WRITTEN INSTRUCTION - Copy the entries verbatim, from the line containing "point: wooden plank" through the end of the entries.

Data entries -
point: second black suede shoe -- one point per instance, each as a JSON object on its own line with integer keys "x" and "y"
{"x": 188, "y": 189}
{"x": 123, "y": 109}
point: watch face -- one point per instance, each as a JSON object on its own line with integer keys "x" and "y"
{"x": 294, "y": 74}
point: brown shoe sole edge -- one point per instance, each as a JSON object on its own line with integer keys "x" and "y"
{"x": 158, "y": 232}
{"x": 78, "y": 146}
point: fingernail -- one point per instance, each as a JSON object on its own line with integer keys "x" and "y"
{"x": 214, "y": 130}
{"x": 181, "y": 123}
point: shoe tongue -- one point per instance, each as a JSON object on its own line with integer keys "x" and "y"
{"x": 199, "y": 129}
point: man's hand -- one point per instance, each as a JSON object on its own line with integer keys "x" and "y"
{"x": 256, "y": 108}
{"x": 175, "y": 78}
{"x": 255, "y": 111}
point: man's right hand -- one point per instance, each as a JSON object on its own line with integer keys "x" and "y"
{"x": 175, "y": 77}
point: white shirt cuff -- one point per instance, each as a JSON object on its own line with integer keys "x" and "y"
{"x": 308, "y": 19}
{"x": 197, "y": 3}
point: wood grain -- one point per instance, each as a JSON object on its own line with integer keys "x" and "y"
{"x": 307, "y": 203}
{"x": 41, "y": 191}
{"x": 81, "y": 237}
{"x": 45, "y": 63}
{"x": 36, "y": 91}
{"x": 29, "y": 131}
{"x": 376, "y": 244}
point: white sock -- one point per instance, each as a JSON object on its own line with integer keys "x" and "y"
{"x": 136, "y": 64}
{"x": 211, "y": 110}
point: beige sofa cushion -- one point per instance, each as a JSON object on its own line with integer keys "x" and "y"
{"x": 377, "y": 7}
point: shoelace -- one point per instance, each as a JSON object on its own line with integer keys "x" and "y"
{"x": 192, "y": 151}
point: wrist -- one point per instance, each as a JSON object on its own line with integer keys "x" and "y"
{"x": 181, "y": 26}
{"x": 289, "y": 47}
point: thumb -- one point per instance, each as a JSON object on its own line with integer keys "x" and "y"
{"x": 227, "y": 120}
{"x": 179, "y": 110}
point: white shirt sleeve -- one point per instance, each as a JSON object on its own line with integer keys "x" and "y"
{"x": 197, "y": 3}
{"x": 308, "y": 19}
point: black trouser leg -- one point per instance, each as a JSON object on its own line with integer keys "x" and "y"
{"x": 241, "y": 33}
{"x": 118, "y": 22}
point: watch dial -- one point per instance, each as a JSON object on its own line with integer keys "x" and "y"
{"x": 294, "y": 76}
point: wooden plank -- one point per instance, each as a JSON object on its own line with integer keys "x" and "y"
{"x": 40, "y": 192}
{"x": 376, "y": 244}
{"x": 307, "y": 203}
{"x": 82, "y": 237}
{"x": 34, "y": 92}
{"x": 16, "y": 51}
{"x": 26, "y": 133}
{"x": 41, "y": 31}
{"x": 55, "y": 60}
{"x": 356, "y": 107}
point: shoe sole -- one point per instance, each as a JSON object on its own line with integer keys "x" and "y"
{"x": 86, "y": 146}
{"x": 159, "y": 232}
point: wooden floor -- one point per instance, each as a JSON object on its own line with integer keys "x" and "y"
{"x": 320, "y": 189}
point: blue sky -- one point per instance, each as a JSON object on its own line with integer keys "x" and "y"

OUTPUT OF THE TASK -
point: wooden plank -- one point per instance, each as a JSON object on its own line with integer keys "x" and "y"
{"x": 40, "y": 192}
{"x": 376, "y": 244}
{"x": 307, "y": 203}
{"x": 82, "y": 237}
{"x": 34, "y": 92}
{"x": 16, "y": 51}
{"x": 26, "y": 133}
{"x": 41, "y": 31}
{"x": 55, "y": 60}
{"x": 356, "y": 107}
point: shoe sole -- one point per instance, each as a JSON object on its own line with integer keys "x" and "y"
{"x": 86, "y": 146}
{"x": 159, "y": 232}
point: wooden floor -- one point per instance, each as a JSON object on its own line with integer keys "x" and "y"
{"x": 320, "y": 189}
point: blue sky -- one point per instance, each as a JSON object on its own line with integer keys "x" and "y"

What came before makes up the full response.